- Part of a data file
§ §
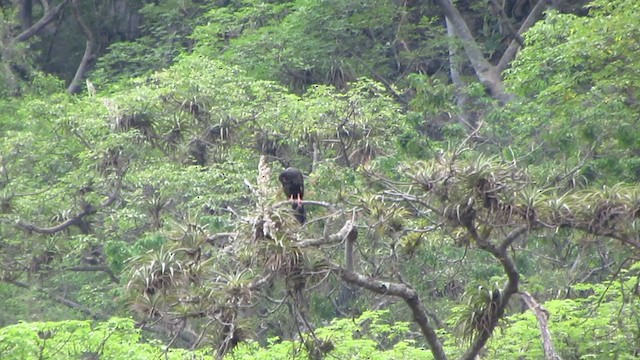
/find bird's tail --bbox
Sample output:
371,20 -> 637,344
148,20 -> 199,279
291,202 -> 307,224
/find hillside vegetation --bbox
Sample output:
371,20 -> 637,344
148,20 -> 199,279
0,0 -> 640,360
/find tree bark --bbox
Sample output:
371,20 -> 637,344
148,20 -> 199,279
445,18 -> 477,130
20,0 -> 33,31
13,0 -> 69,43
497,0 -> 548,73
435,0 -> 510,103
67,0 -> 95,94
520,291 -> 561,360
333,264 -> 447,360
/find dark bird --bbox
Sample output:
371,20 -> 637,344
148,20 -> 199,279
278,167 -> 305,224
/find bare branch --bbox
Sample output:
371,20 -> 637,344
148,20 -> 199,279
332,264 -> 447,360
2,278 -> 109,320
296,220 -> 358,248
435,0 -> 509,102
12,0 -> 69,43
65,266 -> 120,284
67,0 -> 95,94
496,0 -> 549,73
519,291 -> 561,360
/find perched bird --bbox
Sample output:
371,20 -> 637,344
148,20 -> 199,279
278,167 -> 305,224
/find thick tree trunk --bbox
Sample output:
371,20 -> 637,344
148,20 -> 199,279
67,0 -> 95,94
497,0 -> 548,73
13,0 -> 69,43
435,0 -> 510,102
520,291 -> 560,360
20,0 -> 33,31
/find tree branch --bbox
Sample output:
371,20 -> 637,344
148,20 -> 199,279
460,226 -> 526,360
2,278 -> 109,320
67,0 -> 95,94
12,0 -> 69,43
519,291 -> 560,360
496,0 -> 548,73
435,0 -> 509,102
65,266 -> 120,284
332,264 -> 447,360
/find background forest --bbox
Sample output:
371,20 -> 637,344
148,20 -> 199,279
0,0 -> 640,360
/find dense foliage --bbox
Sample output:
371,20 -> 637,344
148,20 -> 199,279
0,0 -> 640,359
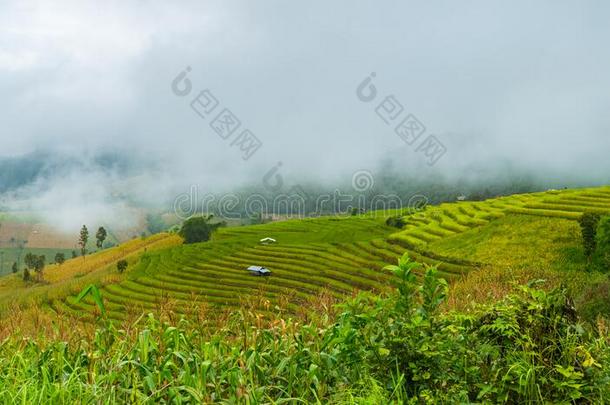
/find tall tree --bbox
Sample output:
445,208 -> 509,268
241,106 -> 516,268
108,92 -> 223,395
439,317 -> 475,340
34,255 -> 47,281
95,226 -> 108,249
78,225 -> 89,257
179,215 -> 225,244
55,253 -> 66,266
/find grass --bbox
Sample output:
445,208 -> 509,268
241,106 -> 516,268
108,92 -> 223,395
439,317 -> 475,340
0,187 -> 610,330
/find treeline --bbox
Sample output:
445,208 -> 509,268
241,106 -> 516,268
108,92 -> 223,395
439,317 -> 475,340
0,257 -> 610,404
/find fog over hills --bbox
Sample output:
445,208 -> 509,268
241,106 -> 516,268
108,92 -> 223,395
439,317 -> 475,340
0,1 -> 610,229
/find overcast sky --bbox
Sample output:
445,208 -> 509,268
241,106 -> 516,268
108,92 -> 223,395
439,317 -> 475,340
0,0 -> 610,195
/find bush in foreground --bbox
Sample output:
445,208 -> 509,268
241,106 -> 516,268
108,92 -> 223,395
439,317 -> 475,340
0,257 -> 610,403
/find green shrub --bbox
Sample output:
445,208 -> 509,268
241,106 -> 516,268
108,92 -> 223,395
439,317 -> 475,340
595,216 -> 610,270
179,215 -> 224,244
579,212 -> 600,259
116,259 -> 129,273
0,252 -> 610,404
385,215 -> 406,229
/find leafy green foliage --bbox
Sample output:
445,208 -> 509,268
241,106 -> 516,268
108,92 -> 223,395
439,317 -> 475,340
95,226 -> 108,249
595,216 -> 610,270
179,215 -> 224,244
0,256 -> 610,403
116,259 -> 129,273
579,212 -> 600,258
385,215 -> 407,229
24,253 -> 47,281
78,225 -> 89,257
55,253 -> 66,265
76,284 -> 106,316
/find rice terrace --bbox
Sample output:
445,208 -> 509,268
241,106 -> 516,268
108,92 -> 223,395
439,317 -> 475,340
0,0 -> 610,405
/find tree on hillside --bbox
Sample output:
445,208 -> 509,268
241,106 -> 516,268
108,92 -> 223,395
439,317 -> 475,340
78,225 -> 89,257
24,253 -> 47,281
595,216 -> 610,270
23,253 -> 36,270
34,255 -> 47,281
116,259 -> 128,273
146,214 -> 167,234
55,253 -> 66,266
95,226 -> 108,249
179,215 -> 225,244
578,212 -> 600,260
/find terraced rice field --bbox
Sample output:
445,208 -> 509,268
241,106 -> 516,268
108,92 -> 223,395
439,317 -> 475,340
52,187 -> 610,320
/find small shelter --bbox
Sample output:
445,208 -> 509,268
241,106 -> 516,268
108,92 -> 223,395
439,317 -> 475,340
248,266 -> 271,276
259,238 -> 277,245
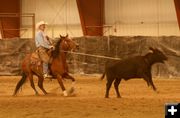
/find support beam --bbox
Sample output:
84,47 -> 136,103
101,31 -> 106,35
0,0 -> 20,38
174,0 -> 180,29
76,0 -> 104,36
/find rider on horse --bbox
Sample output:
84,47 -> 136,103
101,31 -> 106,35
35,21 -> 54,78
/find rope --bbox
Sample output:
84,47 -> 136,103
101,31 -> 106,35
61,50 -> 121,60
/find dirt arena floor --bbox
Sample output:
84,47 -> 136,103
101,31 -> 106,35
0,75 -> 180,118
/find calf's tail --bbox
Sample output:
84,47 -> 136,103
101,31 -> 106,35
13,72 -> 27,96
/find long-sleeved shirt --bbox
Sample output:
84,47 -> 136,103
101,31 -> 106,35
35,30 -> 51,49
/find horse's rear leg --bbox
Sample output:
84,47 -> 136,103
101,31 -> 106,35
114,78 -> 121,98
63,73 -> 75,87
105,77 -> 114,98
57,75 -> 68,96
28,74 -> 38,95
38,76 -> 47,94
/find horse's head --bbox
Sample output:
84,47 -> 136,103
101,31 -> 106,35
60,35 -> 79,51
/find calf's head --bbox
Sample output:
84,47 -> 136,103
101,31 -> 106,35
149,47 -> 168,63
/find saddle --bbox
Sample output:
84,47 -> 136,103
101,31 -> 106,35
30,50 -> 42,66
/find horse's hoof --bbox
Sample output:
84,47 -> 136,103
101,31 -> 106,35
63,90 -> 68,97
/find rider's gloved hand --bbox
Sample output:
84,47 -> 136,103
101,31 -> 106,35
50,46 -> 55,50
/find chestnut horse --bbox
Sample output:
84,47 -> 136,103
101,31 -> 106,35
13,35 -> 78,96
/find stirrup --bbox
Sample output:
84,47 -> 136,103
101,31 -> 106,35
§ §
- PROBLEM STATEMENT
Copy every line of the listing above word for word, omitting the picture markers.

- COMPLETE ANSWER
/find bird's tail --bbox
Sample output:
371,20 -> 637,344
148,20 -> 199,279
291,202 -> 307,224
/find hillside vegetation --bbox
Sample output:
371,20 -> 637,344
148,20 -> 199,279
0,0 -> 640,360
/find tree bark --bbox
Sample output:
371,20 -> 637,344
148,20 -> 199,279
445,18 -> 477,130
20,0 -> 33,31
13,0 -> 69,43
497,0 -> 548,73
435,0 -> 510,103
67,0 -> 95,94
520,291 -> 561,360
333,264 -> 447,360
/find dark bird --bbox
Sample output:
371,20 -> 637,344
148,20 -> 199,279
278,167 -> 305,224
/find bare branch --bbox
Sample output:
371,20 -> 637,344
148,20 -> 199,279
332,264 -> 447,360
2,278 -> 109,320
296,220 -> 358,248
435,0 -> 509,102
12,0 -> 69,43
65,266 -> 120,284
67,0 -> 95,94
496,0 -> 549,73
519,291 -> 561,360
/find perched bird --bbox
Sample output:
371,20 -> 637,344
148,20 -> 199,279
278,167 -> 305,224
/find thick tree trunk --bbox
Sample output:
371,20 -> 637,344
148,20 -> 199,279
67,0 -> 95,94
497,0 -> 548,73
13,0 -> 69,43
435,0 -> 510,102
520,291 -> 560,360
20,0 -> 33,31
/find tree branch --bbox
Sample output:
371,20 -> 637,344
148,20 -> 199,279
460,226 -> 526,360
2,278 -> 109,320
67,0 -> 95,94
12,0 -> 69,43
519,291 -> 560,360
496,0 -> 548,73
435,0 -> 509,102
65,266 -> 120,284
332,264 -> 447,360
/find background forest --bbox
Sample output:
371,20 -> 637,344
148,20 -> 199,279
0,0 -> 640,360
/find dense foliage --bbox
Sample output:
371,20 -> 637,344
148,20 -> 199,279
0,0 -> 640,359
/find tall tree --bbox
Sample output:
445,208 -> 509,268
241,106 -> 516,268
108,92 -> 223,395
439,317 -> 475,340
34,255 -> 47,281
95,226 -> 108,249
78,225 -> 89,257
179,215 -> 225,244
55,253 -> 66,266
/find grass --bbox
Sample output:
445,208 -> 509,268
241,106 -> 516,268
108,92 -> 223,395
439,317 -> 475,340
0,187 -> 610,330
/find treeline --bbox
Sample output:
445,208 -> 509,268
241,106 -> 516,268
108,92 -> 223,395
439,317 -> 475,340
0,257 -> 610,404
/find fog over hills --bbox
Sample output:
445,208 -> 509,268
241,106 -> 516,268
108,92 -> 223,395
439,317 -> 475,340
0,1 -> 610,229
/find overcast sky --bbox
Sample output:
445,208 -> 509,268
241,106 -> 516,268
108,92 -> 223,395
439,317 -> 475,340
0,0 -> 610,195
/find bush in foreground --bbox
Sample output:
445,208 -> 509,268
241,106 -> 516,268
108,92 -> 223,395
439,317 -> 475,340
0,257 -> 610,403
/find green shrub --bbox
Sample output:
445,208 -> 509,268
241,106 -> 516,268
108,92 -> 223,395
439,317 -> 475,340
595,216 -> 610,270
179,215 -> 224,244
579,212 -> 600,259
116,259 -> 129,273
0,252 -> 610,404
385,215 -> 406,229
/find leafy green foliage --bbox
Sample output:
445,208 -> 509,268
241,106 -> 516,268
108,92 -> 223,395
439,317 -> 475,340
95,226 -> 108,249
595,216 -> 610,270
179,215 -> 224,244
0,256 -> 610,403
116,259 -> 129,273
579,212 -> 600,258
385,215 -> 407,229
24,253 -> 47,281
78,225 -> 89,257
55,253 -> 66,265
76,284 -> 106,316
/find rice terrace --bbox
Sample output:
445,208 -> 509,268
241,106 -> 516,268
108,92 -> 223,395
439,317 -> 475,340
0,0 -> 610,405
/find tree on hillside --bbox
Sample output:
445,208 -> 509,268
241,106 -> 516,268
108,92 -> 223,395
439,317 -> 475,340
78,225 -> 89,257
24,253 -> 47,281
595,216 -> 610,270
23,253 -> 36,270
34,255 -> 47,281
116,259 -> 128,273
146,214 -> 167,234
55,253 -> 66,266
95,226 -> 108,249
179,215 -> 225,244
578,212 -> 600,260
/find terraced rice field --bbox
Sample output:
445,208 -> 509,268
241,106 -> 516,268
108,92 -> 223,395
439,317 -> 475,340
52,187 -> 610,320
/find small shelter --bbox
Sample output:
445,208 -> 509,268
241,106 -> 516,268
108,92 -> 223,395
439,317 -> 475,340
248,266 -> 271,276
259,238 -> 277,245
/find support beam --bbox
Sample output:
84,47 -> 136,103
101,31 -> 106,35
0,0 -> 20,38
174,0 -> 180,29
76,0 -> 104,36
/find rider on horse --bbox
Sample output:
84,47 -> 136,103
101,31 -> 106,35
35,21 -> 54,78
/find rope --bbox
Sample output:
84,47 -> 136,103
101,31 -> 106,35
61,50 -> 121,60
/find dirt arena floor --bbox
Sample output:
84,47 -> 136,103
101,31 -> 106,35
0,75 -> 180,118
/find calf's tail --bbox
Sample output:
84,47 -> 136,103
101,31 -> 106,35
13,72 -> 27,96
/find long-sleeved shirt --bbox
Sample output:
84,47 -> 136,103
101,31 -> 106,35
35,30 -> 51,49
/find horse's rear leg --bbox
Sample output:
84,47 -> 136,103
101,31 -> 106,35
114,78 -> 121,98
63,73 -> 75,87
105,77 -> 114,98
57,75 -> 68,96
28,74 -> 38,95
38,76 -> 47,94
/find horse's head --bbox
Sample output:
84,47 -> 136,103
101,31 -> 106,35
60,35 -> 79,51
/find calf's head --bbox
Sample output:
84,47 -> 136,103
101,31 -> 106,35
149,47 -> 168,63
/find saddle --bbox
Sample output:
84,47 -> 136,103
101,31 -> 106,35
30,50 -> 42,66
/find horse's hoof --bbox
Sample output:
84,47 -> 136,103
101,31 -> 106,35
63,90 -> 68,97
/find rider's gloved hand --bbox
Sample output:
84,47 -> 136,103
101,31 -> 106,35
50,46 -> 55,50
/find chestnut horse --bbox
Sample output:
84,47 -> 136,103
101,31 -> 106,35
13,35 -> 78,96
/find stirrup --bbox
Sample output:
84,47 -> 136,103
101,31 -> 106,35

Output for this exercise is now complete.